#### INPUT:
---+---
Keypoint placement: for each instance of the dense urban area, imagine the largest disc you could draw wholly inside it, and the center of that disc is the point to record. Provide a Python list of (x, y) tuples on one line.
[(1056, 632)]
---+---
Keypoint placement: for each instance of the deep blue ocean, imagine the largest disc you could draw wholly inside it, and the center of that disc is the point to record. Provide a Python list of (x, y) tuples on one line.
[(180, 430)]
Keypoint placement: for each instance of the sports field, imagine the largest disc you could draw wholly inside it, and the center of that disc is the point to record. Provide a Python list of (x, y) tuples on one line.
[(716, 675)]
---+---
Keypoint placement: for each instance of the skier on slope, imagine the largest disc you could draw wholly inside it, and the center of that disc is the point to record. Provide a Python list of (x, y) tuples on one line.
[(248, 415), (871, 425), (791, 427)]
---+---
#### THE EXERCISE:
Print the stretch of the material above from the line containing "Keypoint placement: for each instance of the deep" through the line containing "[(180, 430)]", both lines included, word for word.

#### TASK RESPONSE:
Keypoint placement: for each instance of the deep blue ocean, imagine the largest disc you could draw wholly inside it, and the center of that disc is the point to record. Provide a Python list of (x, y) tuples on one line.
[(180, 430)]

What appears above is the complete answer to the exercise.